begin

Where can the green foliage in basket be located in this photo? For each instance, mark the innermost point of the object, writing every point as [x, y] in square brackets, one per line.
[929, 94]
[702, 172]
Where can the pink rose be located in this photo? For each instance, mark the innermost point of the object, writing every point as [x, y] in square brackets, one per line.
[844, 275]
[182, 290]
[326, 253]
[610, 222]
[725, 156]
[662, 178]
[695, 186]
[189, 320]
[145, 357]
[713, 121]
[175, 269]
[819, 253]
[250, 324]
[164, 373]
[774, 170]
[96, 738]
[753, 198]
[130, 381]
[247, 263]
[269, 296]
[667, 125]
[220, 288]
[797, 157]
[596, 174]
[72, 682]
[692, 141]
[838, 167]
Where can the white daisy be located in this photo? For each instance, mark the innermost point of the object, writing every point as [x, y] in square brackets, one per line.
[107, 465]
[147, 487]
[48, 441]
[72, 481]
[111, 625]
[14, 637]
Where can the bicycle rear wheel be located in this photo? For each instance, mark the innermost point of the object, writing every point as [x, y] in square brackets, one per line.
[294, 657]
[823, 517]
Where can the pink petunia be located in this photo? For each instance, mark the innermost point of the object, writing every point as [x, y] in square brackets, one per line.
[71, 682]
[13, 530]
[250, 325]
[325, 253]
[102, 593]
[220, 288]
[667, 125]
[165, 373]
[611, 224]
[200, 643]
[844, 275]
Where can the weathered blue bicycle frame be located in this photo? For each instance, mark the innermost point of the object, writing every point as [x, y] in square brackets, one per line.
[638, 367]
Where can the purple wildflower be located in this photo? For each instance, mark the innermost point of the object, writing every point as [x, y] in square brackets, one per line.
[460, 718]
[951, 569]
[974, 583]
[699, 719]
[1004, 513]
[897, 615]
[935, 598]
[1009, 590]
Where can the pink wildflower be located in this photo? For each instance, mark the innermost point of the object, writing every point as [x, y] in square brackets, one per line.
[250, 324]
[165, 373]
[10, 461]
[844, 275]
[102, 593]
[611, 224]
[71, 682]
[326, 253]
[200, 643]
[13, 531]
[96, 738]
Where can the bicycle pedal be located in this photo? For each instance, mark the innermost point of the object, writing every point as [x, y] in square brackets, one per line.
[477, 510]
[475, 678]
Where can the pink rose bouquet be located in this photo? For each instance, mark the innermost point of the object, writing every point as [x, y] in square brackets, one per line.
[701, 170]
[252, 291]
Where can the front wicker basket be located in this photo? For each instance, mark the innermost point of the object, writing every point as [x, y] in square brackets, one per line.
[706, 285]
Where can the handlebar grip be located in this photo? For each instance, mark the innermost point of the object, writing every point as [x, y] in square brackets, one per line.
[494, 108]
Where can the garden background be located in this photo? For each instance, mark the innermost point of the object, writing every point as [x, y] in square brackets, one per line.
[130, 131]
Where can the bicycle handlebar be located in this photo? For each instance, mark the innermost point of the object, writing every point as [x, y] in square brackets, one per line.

end

Copy all of the material above word for word, without changing anything.

SOLUTION TO THE PROBLEM =
Where can the green foliage in basket be located in this photo? For each instance, mark the innermost point of the object, writing every point as [x, y] in square brackets, one per line.
[929, 94]
[702, 172]
Where can the pink rose be located in this photo? For each instance, mark the innermost point of the object, writing every point as [x, y] in square brackets, one per line.
[844, 275]
[182, 290]
[326, 253]
[610, 222]
[725, 156]
[662, 178]
[695, 186]
[189, 320]
[145, 357]
[713, 121]
[175, 269]
[819, 253]
[250, 324]
[164, 373]
[774, 170]
[96, 738]
[753, 198]
[130, 381]
[247, 263]
[269, 296]
[667, 125]
[220, 288]
[797, 157]
[596, 174]
[72, 682]
[692, 141]
[838, 167]
Where can the white daisy be located in this photo? For each instance, mark the innermost point of the object, writing every point as [x, y] in square brackets, one per line.
[107, 465]
[147, 487]
[48, 441]
[72, 481]
[111, 625]
[14, 637]
Where can the bicycle rear wheel be located in this photo? For each instance, mark the innermost point of the object, writing every point as [x, y] in square brackets, one per line.
[294, 657]
[823, 517]
Where can the pink petunia be located in this photo? For each instance, mark the innermost point of the object, writing every point as [x, y] in square brackets, one per line.
[71, 682]
[13, 530]
[250, 325]
[325, 253]
[102, 593]
[220, 288]
[667, 125]
[165, 373]
[611, 224]
[200, 643]
[844, 275]
Where can the weathered blue bicycle frame be located in this photo? For each instance, mark the innermost point of the object, writing every point as [x, y] in square brackets, one per line.
[638, 367]
Where can the purple wildflower be located in this photo? For each instance, mark the innermost point of the object, writing every point as [x, y] in square brackets, one per line.
[460, 718]
[951, 569]
[974, 583]
[699, 719]
[1004, 513]
[897, 615]
[935, 598]
[1009, 590]
Where can the pink wildflower be located in this photo? For each instance, mark the innermost point of the object, writing every point as [x, y] in square brackets, one per line.
[250, 324]
[165, 373]
[10, 461]
[844, 275]
[102, 593]
[611, 224]
[71, 682]
[326, 253]
[200, 643]
[13, 531]
[96, 738]
Where can the bicycle pedal be located in this photo? For each instance, mark the innermost point of the object, writing every point as [x, y] in square brackets, one per line.
[477, 510]
[475, 678]
Where can the pink rose bouquet be located in this photo? For each instance, mark the innermost point of the object, writing every point as [x, y] in square brackets, one per line.
[701, 170]
[252, 291]
Where can the front wicker basket be located in this photo? For each instance, mark the innermost point of the object, writing every point as [x, y] in square brackets, one per line.
[706, 285]
Where can the handlebar grip be located in this photo? For each instance, mark the innermost point of the object, writing every point as [x, y] in square brackets, one per line.
[494, 108]
Where can the garden background be located in this photo? For each instance, mark the innermost point of the object, writing every point as [x, y] in square brackets, one per line.
[130, 131]
Where can the bicycle handlebar be located in this photo? For each instance, mark the innermost point of the object, writing every point as [x, y] in square brackets, one per line.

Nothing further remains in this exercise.